■ Text provided ■
+ + + + + + +

Further to the announcement on 5 December 2023 regarding the
Placing and the Subscription, a further 1,136,110 new shares (the
"New Shares") will be issued pursuant to the Broker Option. The
Fundraising was completed at an issue price of 9 pence (the "Issue
Price") which represents a premium of approximately 9 per cent. to
the closing mid-price of the Common Shares on 29 November 2023
(being the day prior to the launch of the Fundraising).
After the deduction of associated fees and expenses, the net
proceeds of GBP2.45 million (C$4.22 million) receivable by the
Company from the Fundraising (comprising the Placing, Subscription
and Broker Option) will be used principally to support the
Company's ongoing commercialisation efforts focused in Canada, the
UK, Spain and Mexico and to provide general working capital. The
net proceeds from the Fundraising will provide further cash runway
until at least mid Q2 2024. The Company continues to evaluate
funding opportunities for its Phase 3 study in the US, subject to
the finalisation of the trial design with the FDA, and for further
commercial development internationally.

+ + + + + + +

■ Collected data ■
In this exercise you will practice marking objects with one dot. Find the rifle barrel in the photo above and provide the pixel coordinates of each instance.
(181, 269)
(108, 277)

+ + + + + + +

■ What to do ■
• 1. According to the fundraising announcement, at what issue price was the Fundraising completed?
• 2. Reproduce the passage of the fundraising announcement from "Further to the" up to and including "of the Fundraising).".
• 3. Determine whether each of the following statements agrees with the fundraising announcement, answering yes or no and quoting the deciding words:
(a) The net proceeds receivable by the Company from the Fundraising amount to GBP2.45 million.
(b) The issue price represents a discount to the closing mid-price of the Common Shares on 29 November 2023.
(c) The 1,136,110 new shares will be issued pursuant to the Subscription.

■ Responses ■
• 1. 9 pence

• 2.
Further to the announcement on 5 December 2023 regarding the
Placing and the Subscription, a further 1,136,110 new shares (the
"New Shares") will be issued pursuant to the Broker Option. The
Fundraising was completed at an issue price of 9 pence (the "Issue
Price") which represents a premium of approximately 9 per cent. to
the closing mid-price of the Common Shares on 29 November 2023
(being the day prior to the launch of the Fundraising).

• 3.
(a) Yes: "the net proceeds of GBP2.45 million (C$4.22 million)"
(b) No: "represents a premium of approximately 9 per cent"
(c) No: "will be issued pursuant to the Broker Option"